# Задание:
Продублируете дословно отрывок из текста о книгоиздании и цензуре в XVIII веке? Начните с места, где стоят слова «Издательское дело почти», и остановитесь после слов «и некоторых других.».

# Текст для чтения:
= = = =

Мир в XVIII веке - Сергей Яковлевич Карп
Шрифт:
Интервал:
Закладка:
Новый взгляд на роль образования, а также утвердившиеся в обществе «вкус и привычка получать образование посредством чтения», как писал просвещенный министр двора Людовика XVI Кретьен Гийом Ламуаньон де Мальзерб в 1775 г., порождали очень высокий спрос на философские трактаты вроде «Духа законов» Монтескье. Модно стало читать научные труды, универсальные издания, описания путешествий. Появлялись и распространялись разного рода учебные книги, компиляции и популяризации.
Издательское дело почти везде, кроме Англии и Голландии, подлежало предварительной цензуре со стороны властей. В России вплоть до 1783 г. в связи с относительно невысоким статусом книги в жизни общества, цензуру осуществляли не специальные органы, а главы ведомств, имевших свои типографии: Синода, Сената, Академии наук, Славяно-греко-латинской академии, Московского университета, Артиллерийского, Морского и Сухопутного кадетских корпусов и некоторых других.
Цензура заключалась в выдаче привилегий и разрешений на издание книг. Кроме того, как светские, так и церковные власти могли осудить на изъятие и на уничтожение уже вышедшую книгу. На территории Испании, Португалии и Италии сдерживающее воздействие оказывал папский «Индекс запрещенных книг», который продолжал пополняться. Впрочем, инквизиция была уже не столь сильна. Что же касается судебных приговоров книгам, то они способствовали росту спроса на запрещенные издания. Разрешительная цензура часто оказывалась весьма либеральной, цензорские посты могли занимать люди, сочувствовавшие философским идеям. В феврале 1752 г. по приказу Королевского совета была запрещена продажа первых двух томов «Энциклопедии»: власти сочли, что они «способны расшатать устои королевской власти, укрепить дух непокорства и возмущения и своими темными и двусмысленными выражениями посеять заблуждения, распущенность нравов и неверие». Мальзерб — в ту пору директор Королевской палаты книгопечатания и книжной торговли (т. е. главный цензор) — должен был издать приказ об изъятии рукописей последующих томов. Он и выпустил такой приказ, однако накануне предупредил об этом редактора издания. «Ваши слова меня весьма удручают, — отвечал Дидро, — я никак не успею вывезти все рукописи, к тому же, за сутки трудно найти людей, которые возьмут на себя заботу о них и у которых они будут в безопасности». «Пришлите их все ко мне, — отвечал Мальзерб, — у меня никто не станет их искать!» Действительно, у Мальзерба материалы «Энциклопедии» оказались в полной сохранности.

= = = =

# Записи:

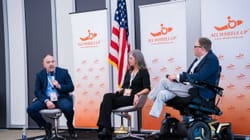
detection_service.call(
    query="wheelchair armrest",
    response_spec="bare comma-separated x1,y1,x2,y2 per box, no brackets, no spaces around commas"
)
186,75,224,96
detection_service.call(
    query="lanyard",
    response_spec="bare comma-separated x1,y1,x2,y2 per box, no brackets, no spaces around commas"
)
129,72,137,88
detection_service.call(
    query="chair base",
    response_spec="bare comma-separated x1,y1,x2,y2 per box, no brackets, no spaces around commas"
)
114,125,128,134
49,134,66,140
116,133,144,140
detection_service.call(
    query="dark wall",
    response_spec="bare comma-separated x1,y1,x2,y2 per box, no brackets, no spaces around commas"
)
134,0,170,49
24,0,53,128
0,0,7,128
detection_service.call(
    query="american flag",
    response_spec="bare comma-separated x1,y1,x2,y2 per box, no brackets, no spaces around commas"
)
109,0,130,87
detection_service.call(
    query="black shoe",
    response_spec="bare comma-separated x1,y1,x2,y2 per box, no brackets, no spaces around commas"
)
45,123,52,140
98,128,112,137
69,127,78,138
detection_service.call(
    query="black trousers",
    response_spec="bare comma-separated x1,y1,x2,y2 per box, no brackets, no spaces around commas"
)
27,97,74,128
97,93,134,129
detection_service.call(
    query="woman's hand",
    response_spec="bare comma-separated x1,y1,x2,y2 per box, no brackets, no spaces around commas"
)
134,94,139,105
46,101,56,109
115,88,123,94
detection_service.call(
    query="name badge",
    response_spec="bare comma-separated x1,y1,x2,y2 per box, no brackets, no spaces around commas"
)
50,92,58,102
123,88,132,96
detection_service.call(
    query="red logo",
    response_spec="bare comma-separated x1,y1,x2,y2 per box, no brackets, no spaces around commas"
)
150,24,173,37
211,16,249,40
77,29,101,48
80,30,97,41
148,24,176,45
214,16,243,31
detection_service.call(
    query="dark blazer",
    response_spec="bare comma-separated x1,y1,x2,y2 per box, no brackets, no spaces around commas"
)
180,50,220,99
35,67,74,102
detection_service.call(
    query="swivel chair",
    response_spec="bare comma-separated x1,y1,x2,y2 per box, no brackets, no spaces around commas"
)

= = = =

# Ответ на задание:
Издательское дело почти везде, кроме Англии и Голландии, подлежало предварительной цензуре со стороны властей. В России вплоть до 1783 г. в связи с относительно невысоким статусом книги в жизни общества, цензуру осуществляли не специальные органы, а главы ведомств, имевших свои типографии: Синода, Сената, Академии наук, Славяно-греко-латинской академии, Московского университета, Артиллерийского, Морского и Сухопутного кадетских корпусов и некоторых других.